** START OF Supplied material **
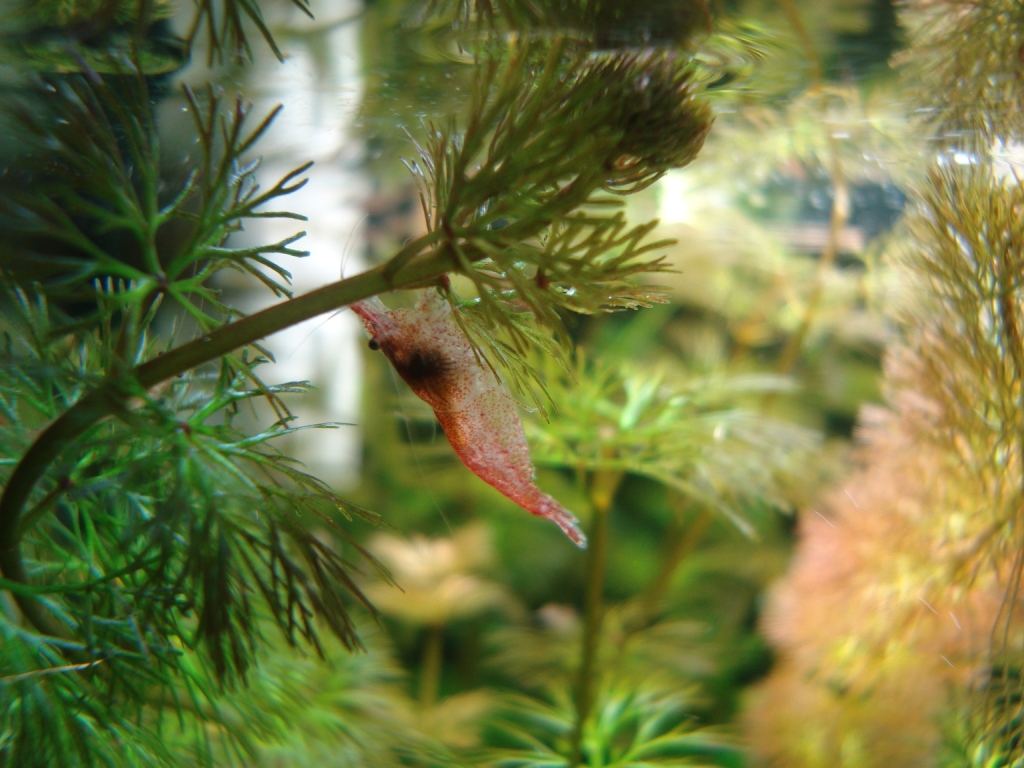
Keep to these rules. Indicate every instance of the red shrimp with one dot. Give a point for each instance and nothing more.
(434, 356)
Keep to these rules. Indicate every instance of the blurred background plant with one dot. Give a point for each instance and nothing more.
(179, 589)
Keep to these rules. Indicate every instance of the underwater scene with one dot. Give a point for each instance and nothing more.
(512, 383)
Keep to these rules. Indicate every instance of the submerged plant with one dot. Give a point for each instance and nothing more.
(150, 543)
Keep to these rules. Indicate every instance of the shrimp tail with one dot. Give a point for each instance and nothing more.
(564, 519)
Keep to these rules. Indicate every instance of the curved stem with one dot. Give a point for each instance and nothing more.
(109, 396)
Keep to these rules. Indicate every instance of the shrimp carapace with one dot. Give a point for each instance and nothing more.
(433, 355)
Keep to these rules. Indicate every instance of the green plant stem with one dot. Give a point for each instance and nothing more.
(602, 492)
(430, 666)
(108, 397)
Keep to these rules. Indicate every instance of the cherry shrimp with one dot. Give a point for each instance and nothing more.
(433, 355)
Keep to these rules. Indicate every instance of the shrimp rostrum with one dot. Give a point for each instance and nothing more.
(433, 355)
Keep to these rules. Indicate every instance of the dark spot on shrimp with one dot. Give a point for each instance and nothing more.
(422, 367)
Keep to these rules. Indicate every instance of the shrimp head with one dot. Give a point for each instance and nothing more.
(433, 355)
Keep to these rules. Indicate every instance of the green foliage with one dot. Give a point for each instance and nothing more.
(631, 727)
(165, 561)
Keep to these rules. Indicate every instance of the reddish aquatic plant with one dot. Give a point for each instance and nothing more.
(434, 356)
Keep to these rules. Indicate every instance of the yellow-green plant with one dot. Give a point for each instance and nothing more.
(146, 542)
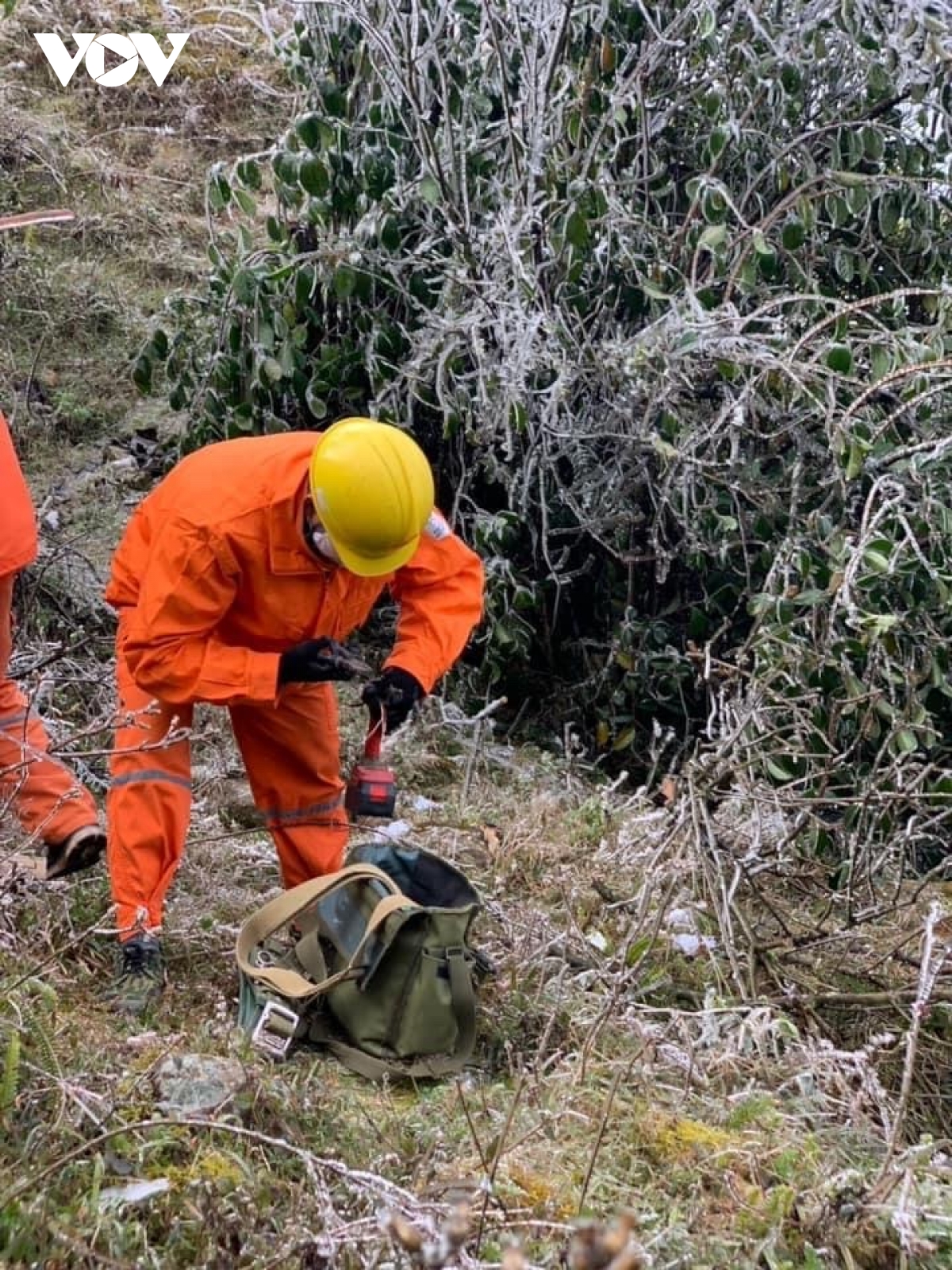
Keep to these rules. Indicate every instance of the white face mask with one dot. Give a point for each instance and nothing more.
(323, 545)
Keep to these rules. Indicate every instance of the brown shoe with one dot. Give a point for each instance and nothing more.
(82, 850)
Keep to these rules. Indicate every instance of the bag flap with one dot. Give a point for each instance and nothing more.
(422, 876)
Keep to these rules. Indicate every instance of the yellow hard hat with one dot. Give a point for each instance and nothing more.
(372, 488)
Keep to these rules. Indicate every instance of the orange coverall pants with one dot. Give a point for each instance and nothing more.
(291, 755)
(44, 794)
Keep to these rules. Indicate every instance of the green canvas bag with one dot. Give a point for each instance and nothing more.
(372, 962)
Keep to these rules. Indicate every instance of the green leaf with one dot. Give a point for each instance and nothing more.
(309, 129)
(249, 173)
(245, 286)
(245, 202)
(793, 235)
(843, 264)
(841, 360)
(873, 143)
(313, 177)
(876, 562)
(344, 283)
(854, 463)
(888, 213)
(315, 400)
(577, 230)
(143, 375)
(286, 167)
(791, 79)
(714, 237)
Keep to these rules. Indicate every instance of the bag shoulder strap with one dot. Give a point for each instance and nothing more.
(281, 910)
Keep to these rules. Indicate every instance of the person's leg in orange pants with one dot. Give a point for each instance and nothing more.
(292, 757)
(149, 803)
(44, 794)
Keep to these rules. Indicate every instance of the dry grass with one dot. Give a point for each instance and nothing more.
(666, 1037)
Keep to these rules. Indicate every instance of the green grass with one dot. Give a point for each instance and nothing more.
(613, 1075)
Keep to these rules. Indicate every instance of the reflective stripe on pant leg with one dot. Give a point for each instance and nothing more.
(44, 795)
(149, 803)
(292, 756)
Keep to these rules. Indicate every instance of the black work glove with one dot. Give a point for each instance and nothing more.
(393, 695)
(317, 660)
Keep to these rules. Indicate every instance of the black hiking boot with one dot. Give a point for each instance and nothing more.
(140, 977)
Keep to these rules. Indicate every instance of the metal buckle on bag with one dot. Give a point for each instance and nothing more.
(276, 1041)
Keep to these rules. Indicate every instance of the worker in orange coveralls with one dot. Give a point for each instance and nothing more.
(235, 581)
(46, 798)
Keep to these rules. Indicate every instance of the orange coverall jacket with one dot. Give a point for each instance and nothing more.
(215, 569)
(18, 526)
(44, 794)
(213, 582)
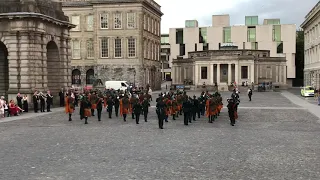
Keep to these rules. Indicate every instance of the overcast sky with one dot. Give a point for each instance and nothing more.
(177, 11)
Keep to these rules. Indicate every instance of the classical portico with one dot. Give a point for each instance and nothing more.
(34, 47)
(223, 67)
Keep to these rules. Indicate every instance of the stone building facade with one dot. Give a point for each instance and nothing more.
(115, 40)
(228, 66)
(34, 47)
(279, 39)
(311, 27)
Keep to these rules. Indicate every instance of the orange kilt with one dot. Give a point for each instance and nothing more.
(87, 112)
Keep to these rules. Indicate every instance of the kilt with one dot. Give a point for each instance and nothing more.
(87, 112)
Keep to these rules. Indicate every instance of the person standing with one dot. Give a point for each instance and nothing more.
(62, 97)
(137, 108)
(231, 110)
(145, 108)
(35, 99)
(124, 107)
(42, 102)
(110, 104)
(116, 105)
(69, 108)
(19, 100)
(160, 111)
(25, 103)
(186, 111)
(49, 101)
(249, 94)
(99, 104)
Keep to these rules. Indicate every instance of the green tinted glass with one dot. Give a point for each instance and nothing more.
(251, 34)
(227, 34)
(277, 33)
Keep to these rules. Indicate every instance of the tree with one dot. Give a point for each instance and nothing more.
(299, 61)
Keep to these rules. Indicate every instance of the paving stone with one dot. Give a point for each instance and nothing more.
(264, 144)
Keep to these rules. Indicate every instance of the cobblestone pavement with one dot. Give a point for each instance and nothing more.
(275, 140)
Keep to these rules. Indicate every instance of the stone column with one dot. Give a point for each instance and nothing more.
(218, 73)
(229, 74)
(285, 74)
(196, 74)
(236, 72)
(211, 74)
(252, 73)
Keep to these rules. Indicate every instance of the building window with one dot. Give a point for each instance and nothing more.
(76, 76)
(131, 20)
(244, 72)
(252, 20)
(104, 21)
(276, 33)
(90, 76)
(279, 47)
(204, 72)
(202, 35)
(179, 36)
(205, 46)
(251, 34)
(90, 23)
(131, 47)
(76, 49)
(182, 50)
(227, 34)
(117, 20)
(90, 50)
(118, 48)
(254, 45)
(152, 27)
(104, 47)
(76, 21)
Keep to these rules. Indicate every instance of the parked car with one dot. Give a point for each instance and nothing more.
(307, 91)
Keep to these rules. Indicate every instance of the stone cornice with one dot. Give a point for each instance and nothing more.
(20, 15)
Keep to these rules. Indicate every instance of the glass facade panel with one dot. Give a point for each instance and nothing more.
(164, 40)
(227, 34)
(252, 20)
(202, 35)
(277, 33)
(251, 35)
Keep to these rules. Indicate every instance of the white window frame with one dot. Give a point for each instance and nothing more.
(131, 25)
(117, 24)
(77, 28)
(115, 48)
(145, 22)
(135, 48)
(148, 23)
(89, 24)
(102, 49)
(104, 18)
(78, 49)
(152, 27)
(90, 51)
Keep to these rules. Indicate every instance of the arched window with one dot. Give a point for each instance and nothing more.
(90, 76)
(76, 77)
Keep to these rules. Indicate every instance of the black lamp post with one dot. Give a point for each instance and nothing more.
(134, 78)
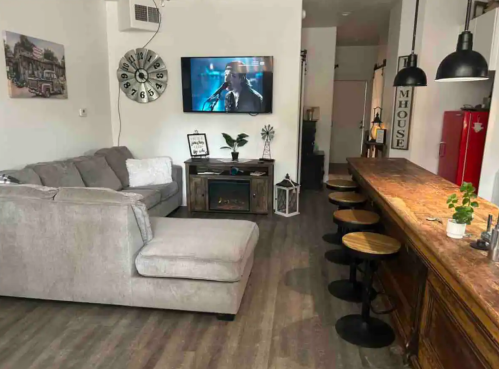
** END OF Supplied material **
• [Goal]: Can you gather every line of the material that contains the word "black" and copy each one out in full?

• [Expected answer]:
Keep to these rules. Indicate every instance of the black work glove with one dot. Give a point for each instance and nothing more.
Keep to these rules. Indicate every instance of the black hiking boot with one dot. Give a point for each instance and nothing more.
Keep to these rules. Indicate every instance of the black lamp post with one dot. Give a point for each instance and nothing more.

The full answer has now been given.